Document text below:
In the recent past, the board had championed “gender-affirming” medical interventions as “safe and secure.”
Last month, the researchers involved in Sweden’s systematic review—from the Karolinska Institute, University of Gothenburg, Umeå University, and the Swedish agency for health technology assessment and assessment of social services—published a paper describing the results in the journal Acta Paediatrica.
They reported that the systematic review had found 9,934 potential studies on hormonal treatment of minors with gender dysphoria, but only 24 met the threshold for review, and these typically had methodological shortcomings.
Almost a dozen studies were excluded from the review as carrying too high a risk of bias, and among them was one of the two pioneering papers from the famous Amsterdam gender clinic. These papers, lacking control groups, were used to justify the international spread of paediatric medical transition.
In Acta Paediatrica, the Swedish researchers noted that there had been relevant studies published after the November 2021 cut-off date for their literature search, including one from the Amsterdam clinic tracking cross-sex hormone use among patients who began with puberty blockers.
Such studies could be candidates for inclusion in a future systematic review.
The researchers also pointed out the absence of randomised controlled trials—the gold standard for medical research—in gender dysphoria research.
“We call for such studies, which may be the only way to address biases that we have noted in the field,” they said.
Their review showed that the duration of treatment with puberty blockers or cross-sex hormones in the studies was rarely longer than four years,” the researchers said.
“The absence of long-term studies is worrying because many individuals start treatment as minors and cross-sex hormone treatment is lifelong.
“We could not evaluate the frequency of individuals who drop out from [puberty blocker] treatment and no longer wish to continue with gender transition.
End of Document text.
* _Assignment_: According to the text on Sweden's systematic review, how many potential studies on hormonal treatment of minors with gender dysphoria did the review find, and how many met the threshold for review?
Available data below:
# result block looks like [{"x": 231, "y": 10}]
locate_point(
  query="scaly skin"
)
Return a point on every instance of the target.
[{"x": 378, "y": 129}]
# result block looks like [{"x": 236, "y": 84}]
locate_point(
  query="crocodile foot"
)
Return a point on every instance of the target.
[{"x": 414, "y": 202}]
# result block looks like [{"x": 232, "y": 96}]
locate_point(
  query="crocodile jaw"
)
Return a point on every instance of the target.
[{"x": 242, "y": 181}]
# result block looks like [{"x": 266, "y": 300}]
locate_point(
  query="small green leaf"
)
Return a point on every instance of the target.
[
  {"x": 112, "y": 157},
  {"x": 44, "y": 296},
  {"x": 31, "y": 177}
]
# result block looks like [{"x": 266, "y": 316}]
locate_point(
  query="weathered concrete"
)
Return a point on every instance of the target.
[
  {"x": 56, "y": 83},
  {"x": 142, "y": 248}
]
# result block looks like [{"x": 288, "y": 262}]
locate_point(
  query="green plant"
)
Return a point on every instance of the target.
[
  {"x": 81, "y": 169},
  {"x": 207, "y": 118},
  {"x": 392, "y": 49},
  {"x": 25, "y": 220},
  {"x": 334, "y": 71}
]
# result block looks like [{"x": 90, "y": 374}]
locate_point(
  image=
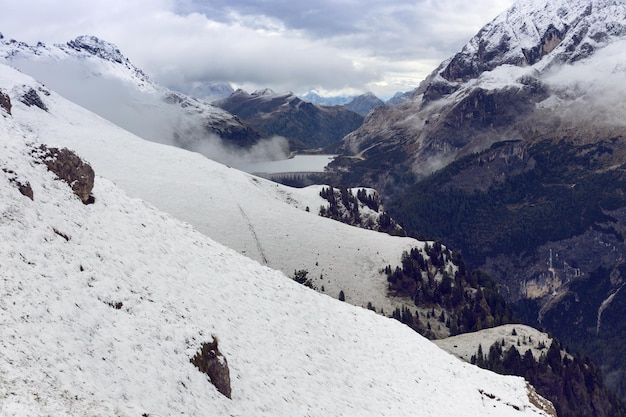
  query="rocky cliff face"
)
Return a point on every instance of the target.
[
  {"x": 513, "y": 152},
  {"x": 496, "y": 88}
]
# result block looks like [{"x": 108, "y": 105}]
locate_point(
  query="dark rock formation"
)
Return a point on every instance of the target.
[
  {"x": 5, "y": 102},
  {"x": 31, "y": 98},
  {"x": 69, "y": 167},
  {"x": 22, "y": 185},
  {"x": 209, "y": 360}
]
End of Available data.
* _Task answer_: It found 9,934 potential studies, and only 24 met the threshold for review.